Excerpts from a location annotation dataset
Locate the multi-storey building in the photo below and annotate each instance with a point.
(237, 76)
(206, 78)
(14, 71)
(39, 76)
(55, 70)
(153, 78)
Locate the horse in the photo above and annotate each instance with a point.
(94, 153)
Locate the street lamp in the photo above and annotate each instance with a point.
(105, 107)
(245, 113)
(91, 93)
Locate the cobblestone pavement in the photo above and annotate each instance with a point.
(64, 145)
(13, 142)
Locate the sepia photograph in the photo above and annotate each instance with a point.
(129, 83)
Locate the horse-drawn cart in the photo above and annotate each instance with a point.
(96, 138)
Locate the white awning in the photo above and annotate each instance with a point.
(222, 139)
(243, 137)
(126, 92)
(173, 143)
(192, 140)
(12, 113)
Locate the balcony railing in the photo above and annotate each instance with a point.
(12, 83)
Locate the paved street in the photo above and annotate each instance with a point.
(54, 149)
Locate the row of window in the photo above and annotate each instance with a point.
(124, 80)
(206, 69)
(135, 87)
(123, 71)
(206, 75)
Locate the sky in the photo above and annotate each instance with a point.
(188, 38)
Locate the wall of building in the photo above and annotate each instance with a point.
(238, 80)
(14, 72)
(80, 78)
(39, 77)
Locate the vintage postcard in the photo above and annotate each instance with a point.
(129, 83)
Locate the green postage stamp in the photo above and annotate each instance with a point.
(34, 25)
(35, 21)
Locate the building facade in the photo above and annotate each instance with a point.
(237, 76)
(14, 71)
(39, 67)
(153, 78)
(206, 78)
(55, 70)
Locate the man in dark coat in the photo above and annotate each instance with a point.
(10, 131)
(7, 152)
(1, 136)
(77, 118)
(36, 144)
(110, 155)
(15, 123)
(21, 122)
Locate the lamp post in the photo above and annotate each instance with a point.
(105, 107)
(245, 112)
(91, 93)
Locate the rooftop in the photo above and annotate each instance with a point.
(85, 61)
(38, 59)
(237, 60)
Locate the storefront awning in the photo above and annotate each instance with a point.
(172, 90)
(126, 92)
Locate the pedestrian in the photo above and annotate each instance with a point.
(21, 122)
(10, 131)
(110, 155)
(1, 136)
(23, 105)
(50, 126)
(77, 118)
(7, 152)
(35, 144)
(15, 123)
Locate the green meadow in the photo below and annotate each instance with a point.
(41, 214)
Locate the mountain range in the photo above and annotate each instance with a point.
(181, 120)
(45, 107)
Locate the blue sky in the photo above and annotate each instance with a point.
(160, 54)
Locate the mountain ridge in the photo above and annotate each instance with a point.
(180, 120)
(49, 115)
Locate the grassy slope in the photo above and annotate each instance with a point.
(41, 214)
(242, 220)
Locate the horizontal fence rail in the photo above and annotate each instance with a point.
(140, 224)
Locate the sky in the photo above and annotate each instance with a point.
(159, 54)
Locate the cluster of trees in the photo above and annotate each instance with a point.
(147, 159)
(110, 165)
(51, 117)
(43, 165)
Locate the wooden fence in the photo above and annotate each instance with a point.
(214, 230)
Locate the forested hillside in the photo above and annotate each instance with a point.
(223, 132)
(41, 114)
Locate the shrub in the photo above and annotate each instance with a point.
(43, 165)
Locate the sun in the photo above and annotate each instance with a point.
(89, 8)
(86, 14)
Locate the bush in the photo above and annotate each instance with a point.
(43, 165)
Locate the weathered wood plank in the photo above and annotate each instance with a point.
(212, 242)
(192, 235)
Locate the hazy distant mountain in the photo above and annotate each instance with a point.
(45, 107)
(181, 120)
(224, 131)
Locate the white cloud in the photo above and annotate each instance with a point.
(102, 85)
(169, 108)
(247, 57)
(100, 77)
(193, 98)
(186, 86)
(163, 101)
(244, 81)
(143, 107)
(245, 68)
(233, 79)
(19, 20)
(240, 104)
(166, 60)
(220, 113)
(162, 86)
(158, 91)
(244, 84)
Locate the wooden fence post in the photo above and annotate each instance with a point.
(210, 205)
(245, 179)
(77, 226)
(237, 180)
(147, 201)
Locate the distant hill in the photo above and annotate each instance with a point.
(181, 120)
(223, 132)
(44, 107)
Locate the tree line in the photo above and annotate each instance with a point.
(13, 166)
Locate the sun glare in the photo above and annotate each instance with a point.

_What the task asks_:
Rewrite every row above, replacing "annotate" with "mark" wherever it occurs and leaving everything else unchanged.

_Output for this task_:
Locate the multi-storey building in the photo below and mark each instance with a point.
(237, 76)
(206, 78)
(14, 71)
(39, 76)
(55, 70)
(153, 78)
Locate the horse in the photo above and mark each instance with a point.
(94, 153)
Locate the street lamp in the photo above and mark each instance with a point.
(105, 107)
(245, 113)
(91, 93)
Locate the cobblestone pavement in the photo above and mark each instance with a point.
(64, 145)
(13, 142)
Locate the sepia photograph in the photo above and mark each instance with a point.
(129, 83)
Locate the horse-drawn cart in the photo above and mark each instance with a point.
(96, 138)
Locate the white awning in the photo above and mark each instance with a point.
(222, 139)
(243, 137)
(126, 92)
(173, 143)
(192, 140)
(12, 113)
Locate the balcony railing in the photo above and mark each instance with a point.
(12, 83)
Locate the paved street in the photo above and mark each instance with a point.
(54, 149)
Locate the row of window in the photo above and mark each instance with a point.
(124, 80)
(206, 69)
(135, 87)
(123, 71)
(206, 75)
Locate the sky in the photo above and mark each instance with a point.
(188, 38)
Locate the wall of building in the photo above and mark each instance with a point.
(238, 80)
(14, 72)
(80, 78)
(39, 77)
Locate the vintage postcard in the photo above and mark each instance with a point.
(129, 83)
Locate the green postage stamp in the photo above and mark each instance with a point.
(34, 25)
(35, 21)
Locate the building facade in the photo above and mark each instance with a point.
(237, 76)
(14, 71)
(39, 67)
(153, 78)
(206, 78)
(55, 70)
Locate the man in dark coat in the photo above and mark each instance with a point.
(10, 131)
(7, 152)
(1, 136)
(77, 118)
(36, 144)
(110, 155)
(15, 123)
(21, 122)
Locate the lamp post in the photo above and mark each instance with a point.
(105, 107)
(245, 112)
(91, 93)
Locate the rooftop in the photo above and mark each instance with a point.
(85, 61)
(38, 59)
(237, 60)
Locate the storefront awning in the photo above and mark each instance with a point.
(172, 90)
(126, 92)
Locate the pedestrian in the photo above and mark each instance with a point.
(21, 122)
(10, 131)
(110, 155)
(1, 136)
(23, 105)
(50, 126)
(77, 118)
(7, 152)
(35, 144)
(15, 123)
Locate the green meadow in the photo below and mark each instance with a point.
(41, 214)
Locate the mountain range in the photo above and mark each instance with a point.
(181, 120)
(45, 107)
Locate the blue sky in the photo above and mark each instance with a point.
(160, 54)
Locate the mountain ridge in the photo above and mark each instance with a point.
(180, 120)
(49, 115)
Locate the grassy slope in the photo above and mark each instance with a point.
(41, 214)
(242, 220)
Locate the horizontal fence rail in the photo above and mark each instance with a point.
(140, 224)
Locate the sky in the photo above and mark each instance with a point.
(159, 54)
Locate the cluster of trees in the photo above and mark each instance with a point.
(147, 159)
(110, 165)
(51, 117)
(43, 165)
Locate the wooden fence in the photo above and mark each instance with a point.
(214, 230)
Locate the forested hillside in the photo above and mark each instance with a point.
(223, 132)
(41, 114)
Locate the shrub in the photo above and mark each instance with a point.
(43, 165)
Locate the sun in the photo above and mark each instance with a point.
(89, 8)
(86, 14)
Locate the bush in the photo above and mark each instance with a point.
(43, 165)
Locate the weathered wood plank in the photo above and mark each instance with a point.
(212, 242)
(192, 235)
Locate the hazy distant mountain in the photo above and mark each instance with a point.
(45, 107)
(181, 120)
(224, 131)
Locate the white cloud in the photo above and mark each instance with a point.
(102, 85)
(169, 108)
(247, 57)
(100, 77)
(193, 98)
(186, 86)
(163, 101)
(244, 81)
(143, 107)
(245, 68)
(233, 79)
(19, 20)
(240, 104)
(166, 60)
(220, 113)
(162, 86)
(158, 91)
(244, 84)
Locate the wooden fence post in the photo above and mark each instance with a point.
(210, 205)
(245, 179)
(77, 226)
(237, 180)
(147, 201)
Locate the distant hill in the photo above and mark each instance with a point.
(181, 120)
(223, 132)
(44, 107)
Locate the tree line in the photo above and mark each instance with a point.
(13, 166)
Locate the sun glare in the photo above and mark each instance with a point.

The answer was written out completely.